**Page text**
/---
In its annual report on political and individual liberties, Washington-based Freedom House also put Myanmar, Equatorial Guinea, Libya, Somalia, Turkmenistan and Uzbekistan among the "least free" around the globe.
"Within these entities, state control over daily life is pervasive and wide-ranging, independent organizations and political opposition are banned or suppressed, and fear of retribution for independent thought and action is part of daily life," Freedom House said.
The International Criminal Court in The Hague issued an arrest warrant last week for Sudanese President Omar Hassan al-Bashir on charges of crimes against humanity and war crimes in Darfur.
Besides the eight countries, the report listed two territories: Tibet in China, and Chechnya, a republic of the Russian Federation whose Moscow-backed president has been accused by critics of murdering and torturing opponents.
The inhabitants of both "suffer intense repression," said the report, issued in Geneva to coincide with a month-long session of the 47-nation U.N. Human Rights Council, on which both China and Russia sit.
Close behind was a second group of nine countries with a similar level of political rights as the eight but scoring slightly better on civil liberties, including Belarus, China, Cuba, Saudi Arabia, Syria and Zimbabwe.
\---
**Data supplied**
/---
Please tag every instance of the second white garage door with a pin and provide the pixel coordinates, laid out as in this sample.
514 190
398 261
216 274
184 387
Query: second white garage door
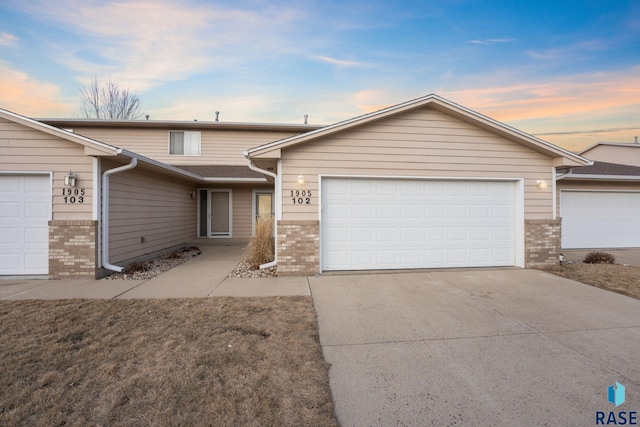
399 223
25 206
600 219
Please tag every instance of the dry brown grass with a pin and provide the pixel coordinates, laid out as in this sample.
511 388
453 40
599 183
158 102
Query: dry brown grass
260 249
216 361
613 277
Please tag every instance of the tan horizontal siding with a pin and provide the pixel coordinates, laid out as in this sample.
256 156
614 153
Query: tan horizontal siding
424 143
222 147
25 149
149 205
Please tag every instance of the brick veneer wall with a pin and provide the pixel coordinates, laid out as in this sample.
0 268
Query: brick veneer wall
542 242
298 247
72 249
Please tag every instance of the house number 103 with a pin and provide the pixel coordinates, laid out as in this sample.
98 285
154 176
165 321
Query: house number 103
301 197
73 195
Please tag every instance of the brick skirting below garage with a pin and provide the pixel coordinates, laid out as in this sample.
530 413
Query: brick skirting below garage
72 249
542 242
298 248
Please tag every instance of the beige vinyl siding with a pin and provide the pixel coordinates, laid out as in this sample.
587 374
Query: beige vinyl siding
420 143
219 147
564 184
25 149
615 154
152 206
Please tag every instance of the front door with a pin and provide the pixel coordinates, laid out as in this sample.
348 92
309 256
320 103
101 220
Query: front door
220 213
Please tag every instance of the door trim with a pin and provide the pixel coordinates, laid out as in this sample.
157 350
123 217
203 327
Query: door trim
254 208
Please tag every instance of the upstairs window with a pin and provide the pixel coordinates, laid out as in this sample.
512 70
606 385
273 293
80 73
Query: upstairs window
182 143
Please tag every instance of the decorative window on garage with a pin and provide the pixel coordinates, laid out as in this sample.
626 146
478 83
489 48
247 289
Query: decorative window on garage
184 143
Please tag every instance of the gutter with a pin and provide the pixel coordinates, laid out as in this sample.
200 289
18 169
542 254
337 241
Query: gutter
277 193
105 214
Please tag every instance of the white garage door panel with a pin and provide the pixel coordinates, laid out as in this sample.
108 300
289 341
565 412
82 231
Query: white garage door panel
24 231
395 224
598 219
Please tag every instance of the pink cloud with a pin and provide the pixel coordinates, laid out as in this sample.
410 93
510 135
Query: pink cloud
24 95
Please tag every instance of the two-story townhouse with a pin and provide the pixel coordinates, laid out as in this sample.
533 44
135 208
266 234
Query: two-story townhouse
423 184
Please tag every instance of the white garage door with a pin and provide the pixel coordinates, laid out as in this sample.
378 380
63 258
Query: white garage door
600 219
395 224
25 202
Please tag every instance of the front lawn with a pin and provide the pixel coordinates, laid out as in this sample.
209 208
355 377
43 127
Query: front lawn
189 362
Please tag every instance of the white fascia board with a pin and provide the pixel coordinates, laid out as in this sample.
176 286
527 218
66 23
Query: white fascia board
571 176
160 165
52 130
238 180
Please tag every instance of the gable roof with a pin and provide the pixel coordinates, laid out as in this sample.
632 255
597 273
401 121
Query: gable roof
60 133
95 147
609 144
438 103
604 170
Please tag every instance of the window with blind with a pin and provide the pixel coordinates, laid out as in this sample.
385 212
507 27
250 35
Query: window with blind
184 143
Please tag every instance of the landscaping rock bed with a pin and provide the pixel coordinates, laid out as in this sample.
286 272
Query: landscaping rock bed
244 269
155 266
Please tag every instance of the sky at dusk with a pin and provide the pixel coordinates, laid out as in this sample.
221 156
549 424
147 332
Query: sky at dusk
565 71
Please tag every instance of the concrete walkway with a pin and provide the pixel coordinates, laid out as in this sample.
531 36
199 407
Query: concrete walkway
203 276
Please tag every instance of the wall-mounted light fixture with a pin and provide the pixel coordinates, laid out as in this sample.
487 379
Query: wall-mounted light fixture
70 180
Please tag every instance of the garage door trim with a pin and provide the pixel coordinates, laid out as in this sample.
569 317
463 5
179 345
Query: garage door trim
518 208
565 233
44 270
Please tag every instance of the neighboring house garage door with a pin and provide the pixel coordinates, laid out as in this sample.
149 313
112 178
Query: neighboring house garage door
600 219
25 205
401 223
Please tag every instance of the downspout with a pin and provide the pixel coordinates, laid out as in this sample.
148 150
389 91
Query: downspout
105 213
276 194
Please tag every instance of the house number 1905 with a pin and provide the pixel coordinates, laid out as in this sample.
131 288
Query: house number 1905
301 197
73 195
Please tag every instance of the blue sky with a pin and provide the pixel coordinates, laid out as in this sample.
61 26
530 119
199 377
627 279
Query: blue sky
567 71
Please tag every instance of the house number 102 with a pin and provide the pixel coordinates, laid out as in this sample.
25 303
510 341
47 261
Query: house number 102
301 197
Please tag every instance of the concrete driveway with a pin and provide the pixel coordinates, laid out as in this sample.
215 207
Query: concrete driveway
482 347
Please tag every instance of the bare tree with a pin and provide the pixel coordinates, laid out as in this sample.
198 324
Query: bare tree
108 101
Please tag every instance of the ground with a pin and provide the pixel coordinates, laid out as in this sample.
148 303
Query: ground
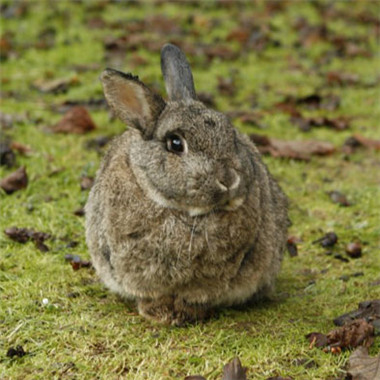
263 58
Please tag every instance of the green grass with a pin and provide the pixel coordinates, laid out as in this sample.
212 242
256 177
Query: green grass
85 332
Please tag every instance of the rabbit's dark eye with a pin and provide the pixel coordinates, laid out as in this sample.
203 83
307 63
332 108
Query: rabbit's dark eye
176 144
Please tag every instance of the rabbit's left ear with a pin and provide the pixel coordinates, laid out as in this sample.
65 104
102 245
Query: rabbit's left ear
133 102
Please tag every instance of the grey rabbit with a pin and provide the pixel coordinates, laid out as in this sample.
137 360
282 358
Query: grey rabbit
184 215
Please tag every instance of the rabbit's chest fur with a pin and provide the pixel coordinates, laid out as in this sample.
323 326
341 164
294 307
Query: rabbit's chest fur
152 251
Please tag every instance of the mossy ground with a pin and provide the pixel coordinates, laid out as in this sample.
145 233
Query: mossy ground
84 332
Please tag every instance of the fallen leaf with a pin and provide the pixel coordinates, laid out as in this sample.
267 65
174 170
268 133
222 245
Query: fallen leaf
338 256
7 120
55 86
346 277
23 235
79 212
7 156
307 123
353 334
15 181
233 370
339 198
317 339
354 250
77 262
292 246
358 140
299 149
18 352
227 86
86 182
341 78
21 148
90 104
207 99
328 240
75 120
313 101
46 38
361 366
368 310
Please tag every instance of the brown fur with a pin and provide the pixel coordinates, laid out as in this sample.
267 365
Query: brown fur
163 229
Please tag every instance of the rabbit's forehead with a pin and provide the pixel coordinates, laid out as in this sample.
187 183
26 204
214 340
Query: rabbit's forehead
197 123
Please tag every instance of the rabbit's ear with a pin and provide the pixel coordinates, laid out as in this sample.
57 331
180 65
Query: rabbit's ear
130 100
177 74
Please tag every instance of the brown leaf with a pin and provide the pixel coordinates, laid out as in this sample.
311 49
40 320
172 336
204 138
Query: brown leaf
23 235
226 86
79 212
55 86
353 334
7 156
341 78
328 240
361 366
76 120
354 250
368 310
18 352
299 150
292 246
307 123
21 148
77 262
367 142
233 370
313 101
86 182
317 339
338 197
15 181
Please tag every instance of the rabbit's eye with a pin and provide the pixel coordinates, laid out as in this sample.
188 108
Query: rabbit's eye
\---
**Instructions**
**a.** Reproduce the news text on the Freedom House report, starting with "The International Criminal" and going on through "and torturing opponents.".
**b.** Write what comes next in the news text on the Freedom House report, picking up after its final sentence.
The records were taken from a different source than the news text on the Freedom House report.

**Responses**
**a.**
The International Criminal Court in The Hague issued an arrest warrant last week for Sudanese President Omar Hassan al-Bashir on charges of crimes against humanity and war crimes in Darfur.
Besides the eight countries, the report listed two territories: Tibet in China, and Chechnya, a republic of the Russian Federation whose Moscow-backed president has been accused by critics of murdering and torturing opponents.

**b.**
Cuba and Saudi Arabia are also members of the U.N. Council.
"It is unfortunate that some of the worst violators of human rights are there," Freedom House Advocacy Director Paula Schreiter told a news conference.
The others in the second-tier group were Chad, Eritrea and Laos.
OPPONENT OF DICTATORSHIPS
Freedom House, often accused of distortion by countries cited in its reports, was founded in 1941 and describes itself as "a vigorous proponent of democratic values and a steadfast opponent of dictatorships of the far left and the far right."
It employs researchers around the world, while its governing board includes U.S. business and labor leaders, former U.S. diplomats, and academics, researchers and journalists, but it rejects suggestions that it reflects official U.S. policies.
In its report, "Freedom in the World 2009," it listed U.S. ally Georgia saying that, because of election flaws it was only "partly free," a label it also applied to Kosovo whose self-proclaimed independence from Serbia has strong U.S. support.
It said freedom had declined in the Palestinian territories, blaming this on expansion of Israeli settlements, restriction on Palestinian economic activity imposed by Israel's "Security Barrier," and the Israeli blockade and December attacks on Gaza. Continued...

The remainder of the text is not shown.